Assignment A
In the legal argument below, shorten the paragraph beginning "Where inconsistent or contradictory charges" while keeping its main point and the cases it cites.
Assignment B
Extend the legal argument below on jury charges and a master's duty of care with a further passage that picks up after its final citation.

Study text

═══

Mr Edward Colston; Mr. F. W. Stevens; Mr. W. D. Corn; Mr. I. R. Longsworth and Messrs. Seiders & Cunningham, for plaintiff in error.

Where inconsistent or contradictory charges are given, some correct and some incorrect, error is not cured, for it is impossible to say which instruction the jury followed. Armour & Co. v Russell, 144 F. 614, 75 C.C.A. 416; Conway v. Railway Co., 50 Ia. 465; Hughley v. Wabasha, 69 Minn. 245; Barr v. State, 45 Neb. 459.

The legal presumption is that an erroneous charge produces prejudicial error. Baldwin v. Bank, 1 Ohio St. 141; Meek v. Pennsylvania Co., 38 Ohio St. 632; Jones v. Bangs, 40 Ohio St. 139; Lowe v. Lehman, 15 Ohio St. 179; Insurance Co. v. Sherlock, 25 Ohio St. 50.

This court in a number of cases has declared that all that is required of a master is that he shall use ordinary and reasonable care and diligence to furnish a reasonably safe place for his servants to work in. Railroad Co. v. Barber, 5 Ohio St. 541; Schaal v. Heck, 17 C. C., 38; Railway Co. v. Beard, Admr., 20 C. C., 681; Speller v. Brewing Co., 16 Dec., 520; 26 Cyc., 1102, 1498; Railroad Co. v. McDade, 135 U.S. 554; Railway Co. v. Barrett, 166 U.S. 617; Hough v. Railway Co., 100 U.S. 213; Railway Co. v. O'Brien, 161 U.S. 451.

═══

Provided data
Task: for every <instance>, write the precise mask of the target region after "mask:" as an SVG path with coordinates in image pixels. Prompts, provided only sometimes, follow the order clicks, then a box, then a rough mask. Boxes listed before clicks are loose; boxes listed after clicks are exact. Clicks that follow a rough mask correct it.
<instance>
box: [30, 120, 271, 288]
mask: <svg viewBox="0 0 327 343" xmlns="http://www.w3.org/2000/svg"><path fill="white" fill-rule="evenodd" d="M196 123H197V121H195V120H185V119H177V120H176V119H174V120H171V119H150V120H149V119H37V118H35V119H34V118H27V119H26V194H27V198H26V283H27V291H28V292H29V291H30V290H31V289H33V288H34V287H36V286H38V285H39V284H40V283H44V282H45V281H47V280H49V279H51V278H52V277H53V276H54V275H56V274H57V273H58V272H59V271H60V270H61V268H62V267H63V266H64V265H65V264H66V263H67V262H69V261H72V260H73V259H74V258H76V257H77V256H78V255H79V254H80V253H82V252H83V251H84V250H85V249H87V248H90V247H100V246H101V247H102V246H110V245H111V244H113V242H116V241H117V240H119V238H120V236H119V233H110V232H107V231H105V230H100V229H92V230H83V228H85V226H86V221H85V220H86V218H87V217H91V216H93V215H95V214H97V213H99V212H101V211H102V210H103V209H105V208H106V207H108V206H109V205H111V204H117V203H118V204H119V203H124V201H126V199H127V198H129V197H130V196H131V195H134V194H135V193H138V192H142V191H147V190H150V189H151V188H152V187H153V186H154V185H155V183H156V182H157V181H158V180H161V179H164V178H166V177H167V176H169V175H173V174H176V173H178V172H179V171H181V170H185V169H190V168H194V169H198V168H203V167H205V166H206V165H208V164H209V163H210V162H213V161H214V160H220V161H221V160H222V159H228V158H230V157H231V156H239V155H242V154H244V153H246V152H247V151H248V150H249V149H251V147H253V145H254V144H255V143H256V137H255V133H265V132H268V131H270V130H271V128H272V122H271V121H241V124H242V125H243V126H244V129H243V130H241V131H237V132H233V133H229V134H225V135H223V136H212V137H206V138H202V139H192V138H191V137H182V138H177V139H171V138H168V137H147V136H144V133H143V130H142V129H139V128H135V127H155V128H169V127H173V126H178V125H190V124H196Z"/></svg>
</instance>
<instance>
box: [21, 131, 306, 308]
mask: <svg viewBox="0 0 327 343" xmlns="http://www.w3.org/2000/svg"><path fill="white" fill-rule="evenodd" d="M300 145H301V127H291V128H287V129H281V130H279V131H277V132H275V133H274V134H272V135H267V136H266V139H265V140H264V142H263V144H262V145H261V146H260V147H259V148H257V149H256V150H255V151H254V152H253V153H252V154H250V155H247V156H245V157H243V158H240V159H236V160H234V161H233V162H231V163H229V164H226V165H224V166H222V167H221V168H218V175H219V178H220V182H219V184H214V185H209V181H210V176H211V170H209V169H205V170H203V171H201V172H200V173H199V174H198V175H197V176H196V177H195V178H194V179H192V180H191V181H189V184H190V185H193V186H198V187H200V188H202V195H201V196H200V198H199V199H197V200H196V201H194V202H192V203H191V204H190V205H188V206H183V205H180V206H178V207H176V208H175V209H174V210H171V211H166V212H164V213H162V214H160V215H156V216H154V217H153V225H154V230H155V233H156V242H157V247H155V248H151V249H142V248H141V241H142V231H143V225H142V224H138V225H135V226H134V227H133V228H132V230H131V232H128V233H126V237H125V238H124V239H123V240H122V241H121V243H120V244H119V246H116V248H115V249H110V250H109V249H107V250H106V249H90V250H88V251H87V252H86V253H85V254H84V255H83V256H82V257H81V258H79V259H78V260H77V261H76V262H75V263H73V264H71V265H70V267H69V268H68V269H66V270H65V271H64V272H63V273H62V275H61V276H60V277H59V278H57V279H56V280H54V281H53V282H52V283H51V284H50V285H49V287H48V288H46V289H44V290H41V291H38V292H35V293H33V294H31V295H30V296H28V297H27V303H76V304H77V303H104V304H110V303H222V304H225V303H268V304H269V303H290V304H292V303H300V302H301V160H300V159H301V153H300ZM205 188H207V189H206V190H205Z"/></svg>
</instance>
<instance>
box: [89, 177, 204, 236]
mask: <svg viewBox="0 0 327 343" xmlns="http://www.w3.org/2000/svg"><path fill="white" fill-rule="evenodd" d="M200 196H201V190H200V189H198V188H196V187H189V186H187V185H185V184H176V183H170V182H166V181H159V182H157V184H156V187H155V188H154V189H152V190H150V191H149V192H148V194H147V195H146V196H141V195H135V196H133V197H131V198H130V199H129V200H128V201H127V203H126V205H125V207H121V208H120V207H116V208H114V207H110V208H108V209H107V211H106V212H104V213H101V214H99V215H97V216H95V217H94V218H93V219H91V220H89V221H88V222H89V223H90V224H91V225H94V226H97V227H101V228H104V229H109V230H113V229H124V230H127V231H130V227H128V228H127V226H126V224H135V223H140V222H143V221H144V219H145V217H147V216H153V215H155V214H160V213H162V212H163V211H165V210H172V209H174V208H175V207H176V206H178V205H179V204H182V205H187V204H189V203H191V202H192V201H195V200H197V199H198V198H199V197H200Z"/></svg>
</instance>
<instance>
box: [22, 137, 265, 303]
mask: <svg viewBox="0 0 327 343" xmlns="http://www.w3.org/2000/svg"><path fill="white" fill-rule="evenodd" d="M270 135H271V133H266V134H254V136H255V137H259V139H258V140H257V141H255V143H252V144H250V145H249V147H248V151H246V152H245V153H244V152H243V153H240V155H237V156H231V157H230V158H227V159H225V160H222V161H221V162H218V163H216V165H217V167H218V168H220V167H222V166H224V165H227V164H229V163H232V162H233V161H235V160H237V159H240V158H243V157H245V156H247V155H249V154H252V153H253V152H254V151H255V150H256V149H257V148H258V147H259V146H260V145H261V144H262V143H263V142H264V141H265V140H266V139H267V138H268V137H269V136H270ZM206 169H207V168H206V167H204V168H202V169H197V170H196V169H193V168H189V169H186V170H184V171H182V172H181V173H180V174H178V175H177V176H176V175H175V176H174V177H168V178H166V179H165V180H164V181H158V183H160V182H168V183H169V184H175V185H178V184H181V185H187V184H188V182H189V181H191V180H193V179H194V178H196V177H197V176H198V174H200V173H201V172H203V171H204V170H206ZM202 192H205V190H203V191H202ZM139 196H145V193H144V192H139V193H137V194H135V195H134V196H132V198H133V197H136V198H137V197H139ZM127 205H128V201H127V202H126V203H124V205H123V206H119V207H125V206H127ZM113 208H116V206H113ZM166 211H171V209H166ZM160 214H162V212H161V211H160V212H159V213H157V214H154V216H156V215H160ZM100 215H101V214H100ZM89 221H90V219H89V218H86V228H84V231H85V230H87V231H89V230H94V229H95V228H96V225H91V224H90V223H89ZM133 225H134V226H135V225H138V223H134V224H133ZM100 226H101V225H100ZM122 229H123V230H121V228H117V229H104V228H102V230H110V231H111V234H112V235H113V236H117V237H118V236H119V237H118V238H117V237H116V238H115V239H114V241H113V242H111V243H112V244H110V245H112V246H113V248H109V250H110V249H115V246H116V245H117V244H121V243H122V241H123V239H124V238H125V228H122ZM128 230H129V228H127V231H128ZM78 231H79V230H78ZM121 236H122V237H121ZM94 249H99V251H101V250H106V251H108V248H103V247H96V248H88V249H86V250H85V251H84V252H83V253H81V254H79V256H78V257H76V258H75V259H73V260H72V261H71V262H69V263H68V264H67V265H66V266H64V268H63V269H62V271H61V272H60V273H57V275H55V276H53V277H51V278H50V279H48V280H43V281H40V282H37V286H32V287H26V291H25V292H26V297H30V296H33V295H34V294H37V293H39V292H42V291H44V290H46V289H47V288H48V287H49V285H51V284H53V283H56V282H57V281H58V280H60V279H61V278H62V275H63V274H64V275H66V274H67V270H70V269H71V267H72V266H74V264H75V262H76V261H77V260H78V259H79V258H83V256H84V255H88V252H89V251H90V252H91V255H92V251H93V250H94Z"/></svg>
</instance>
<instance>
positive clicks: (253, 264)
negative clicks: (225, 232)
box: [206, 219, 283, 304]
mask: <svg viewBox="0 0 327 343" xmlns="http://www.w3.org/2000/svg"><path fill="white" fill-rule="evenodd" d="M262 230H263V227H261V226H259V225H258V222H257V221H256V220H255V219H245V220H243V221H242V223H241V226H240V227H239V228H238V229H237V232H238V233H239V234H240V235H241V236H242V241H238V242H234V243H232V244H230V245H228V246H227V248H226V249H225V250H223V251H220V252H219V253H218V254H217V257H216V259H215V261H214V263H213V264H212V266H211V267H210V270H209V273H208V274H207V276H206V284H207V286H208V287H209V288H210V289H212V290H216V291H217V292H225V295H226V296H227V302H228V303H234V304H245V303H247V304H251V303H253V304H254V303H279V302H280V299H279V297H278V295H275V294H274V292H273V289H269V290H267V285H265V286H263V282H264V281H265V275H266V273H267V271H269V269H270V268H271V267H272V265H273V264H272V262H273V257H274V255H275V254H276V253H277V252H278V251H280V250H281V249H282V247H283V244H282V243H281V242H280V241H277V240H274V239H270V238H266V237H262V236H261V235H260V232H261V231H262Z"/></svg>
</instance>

═══

Written answer A
Conflicting jury instructions, some correct and some not, leave the error uncured because no one can tell which instruction the jury followed (Armour & Co. v Russell, 144 F. 614, 75 C.C.A. 416; Conway v. Railway Co., 50 Ia. 465; Hughley v. Wabasha, 69 Minn. 245; Barr v. State, 45 Neb. 459).

Written answer B
It is reversible error for courts to instruct juries that a master is obliged to furnish his servant with a reasonably safe place in which to work. Armour & Co. v. Russell, 75 C.C.A. 416, 144 F. 614; Railroad Co. v. Gloyd, 70 C.C.A. 528, 138 F. 388; Railroad Co. v. Holloway, 52 C.C.A. 260, 114 F. 458; Manufacturing Co. v. Johnson, 32 C.C.A. 309, 89 F. 677; Railroad Co. v. Myers, 63 F. 793.

The Supreme Court of Illinois in the case of Manufacturing Co. v. Ballou, 71 Ill. 417, announced that the law imposes upon the employer only the obligation to use ordinary and reasonable care and diligence in providing suitable and safe machinery. On the authority of that case the Illinois Appellate Court has consistently held it to be reversible error to instruct a jury that the master is obliged to furnish his servant a reasonably safe place in which to work. Railroad Co. v. Merckes, 36 Ill.App. 195; Railway Co. v. Hardwick, 48 Ill.App. 562; Pump & Skein Works v. Bender, 69 Ill.App. 189; Railroad Co. v. Garner, 78 Ill.App. 281; Railroad Co. v. Farrell, 79 Ill.App. 508.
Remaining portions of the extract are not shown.